──────── MATERIAL FOR THE TASK ────────

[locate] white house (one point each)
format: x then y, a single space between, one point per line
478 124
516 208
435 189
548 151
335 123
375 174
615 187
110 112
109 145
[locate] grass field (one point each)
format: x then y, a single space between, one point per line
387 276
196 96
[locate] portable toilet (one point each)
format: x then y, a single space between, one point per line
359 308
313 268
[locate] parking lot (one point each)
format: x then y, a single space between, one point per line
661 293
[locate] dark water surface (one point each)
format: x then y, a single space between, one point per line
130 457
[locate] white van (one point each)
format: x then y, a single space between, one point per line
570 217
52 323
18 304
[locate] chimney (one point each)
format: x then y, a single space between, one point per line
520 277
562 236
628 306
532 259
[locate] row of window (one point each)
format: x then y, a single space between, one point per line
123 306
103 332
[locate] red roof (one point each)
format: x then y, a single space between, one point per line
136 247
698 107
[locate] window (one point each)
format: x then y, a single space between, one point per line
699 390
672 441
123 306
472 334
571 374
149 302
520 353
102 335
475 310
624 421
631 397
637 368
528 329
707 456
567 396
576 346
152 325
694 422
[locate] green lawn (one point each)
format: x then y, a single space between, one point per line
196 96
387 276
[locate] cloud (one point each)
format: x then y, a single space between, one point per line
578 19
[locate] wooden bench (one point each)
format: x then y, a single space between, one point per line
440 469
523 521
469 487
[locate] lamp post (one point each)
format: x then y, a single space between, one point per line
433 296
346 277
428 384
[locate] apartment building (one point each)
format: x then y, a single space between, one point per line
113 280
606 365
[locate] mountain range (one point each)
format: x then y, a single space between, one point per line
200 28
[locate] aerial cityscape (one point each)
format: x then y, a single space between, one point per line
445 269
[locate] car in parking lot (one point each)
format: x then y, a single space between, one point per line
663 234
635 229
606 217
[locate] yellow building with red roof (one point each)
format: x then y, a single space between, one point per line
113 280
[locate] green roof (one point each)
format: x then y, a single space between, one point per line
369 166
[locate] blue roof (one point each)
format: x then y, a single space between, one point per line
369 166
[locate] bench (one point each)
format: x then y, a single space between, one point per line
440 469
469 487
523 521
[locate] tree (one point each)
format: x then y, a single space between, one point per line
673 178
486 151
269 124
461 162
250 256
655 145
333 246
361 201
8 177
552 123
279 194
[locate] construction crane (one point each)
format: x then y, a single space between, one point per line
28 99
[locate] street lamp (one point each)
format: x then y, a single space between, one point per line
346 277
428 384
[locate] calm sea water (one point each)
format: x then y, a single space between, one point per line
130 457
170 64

────────

» PROBLEM DESCRIPTION: Can you format every line of the records above as a JSON list of strings, with one string per line and blank lines left out?

» RESPONSE BELOW:
[
  "[locate] white house (one point each)",
  "format: x then y, a single space between, one point per line",
  "478 124",
  "516 208",
  "435 189",
  "548 151",
  "335 123",
  "375 174",
  "615 187",
  "110 112",
  "109 145",
  "[locate] grass field (one point each)",
  "format: x then y, a single space between, one point per line",
  "387 276",
  "196 96",
  "[locate] portable toilet (one point each)",
  "format: x then y, a single space between, one point per line",
  "359 308",
  "313 268",
  "[locate] parking lot (one point each)",
  "format: x then y, a single space between, one point per line",
  "661 293",
  "[locate] dark water surface (one point each)",
  "format: x then y, a single space between, one point per line",
  "130 457",
  "[locate] white van (one point each)",
  "format: x then y, a single space between, one point per line",
  "570 217",
  "52 323",
  "18 304",
  "[locate] chimney (one point each)",
  "format: x then y, a single space between, one point per line",
  "520 277",
  "562 236",
  "628 306",
  "532 259",
  "[locate] row of window (one point each)",
  "format: x then y, a single space between, one point per line",
  "123 306",
  "103 332",
  "[locate] red roof (one point each)",
  "format: x then y, a single space between, one point per line",
  "136 247",
  "698 107",
  "[locate] window (one point each)",
  "format: x then y, a single space between, one point per line",
  "699 390",
  "672 441",
  "123 306",
  "472 334",
  "571 374",
  "149 302",
  "520 353",
  "102 335",
  "475 310",
  "624 421",
  "631 397",
  "637 368",
  "528 329",
  "707 456",
  "567 396",
  "576 346",
  "152 325",
  "694 422",
  "[locate] green lawn (one point each)",
  "format: x then y, a single space between, one point per line",
  "196 96",
  "387 276",
  "[locate] cloud (one point each)",
  "format: x then y, a single space between, one point per line",
  "578 19",
  "[locate] wooden bench (one point each)",
  "format: x then y, a single space between, one point per line",
  "440 469",
  "523 521",
  "469 487",
  "[locate] lamp post (one point each)",
  "format: x then y, a single space between, one point per line",
  "433 296",
  "346 277",
  "428 384",
  "[locate] apartment building (one point each)",
  "format: x then y, a single space between, one point per line",
  "113 280",
  "606 365",
  "[locate] mountain range (one point each)",
  "format: x then y, a single space between, one point per line",
  "200 28",
  "[locate] aerial cityscape (one point each)",
  "format: x then y, a single space between, one point per line",
  "445 269",
  "[locate] car in parking lot (one point each)",
  "format: x then y, a single space between, one point per line",
  "663 234",
  "635 229",
  "606 217",
  "[locate] yellow building with red roof (one point each)",
  "format: x then y, a single space between, one point per line",
  "113 280",
  "[locate] green roof (one point each)",
  "format: x then y, a single space between, one point per line",
  "369 166",
  "[locate] blue roof (one point each)",
  "format: x then y, a single space between, one point per line",
  "369 166",
  "[locate] bench (one point each)",
  "format: x then y, a single space between, one point per line",
  "440 469",
  "469 487",
  "523 521",
  "[locate] tree (one point each)",
  "format: x then y, a single space between, one point per line",
  "673 178",
  "486 151",
  "269 124",
  "461 162",
  "250 256",
  "655 145",
  "333 246",
  "361 201",
  "8 177",
  "552 123",
  "279 194",
  "[locate] construction crane (one point each)",
  "format: x then y, a single space between, one point per line",
  "28 99",
  "[locate] street lamp (one point each)",
  "format: x then y, a single space between, one point per line",
  "346 277",
  "428 384",
  "[locate] calm sea water (one point each)",
  "format: x then y, a single space between, one point per line",
  "130 457",
  "170 64"
]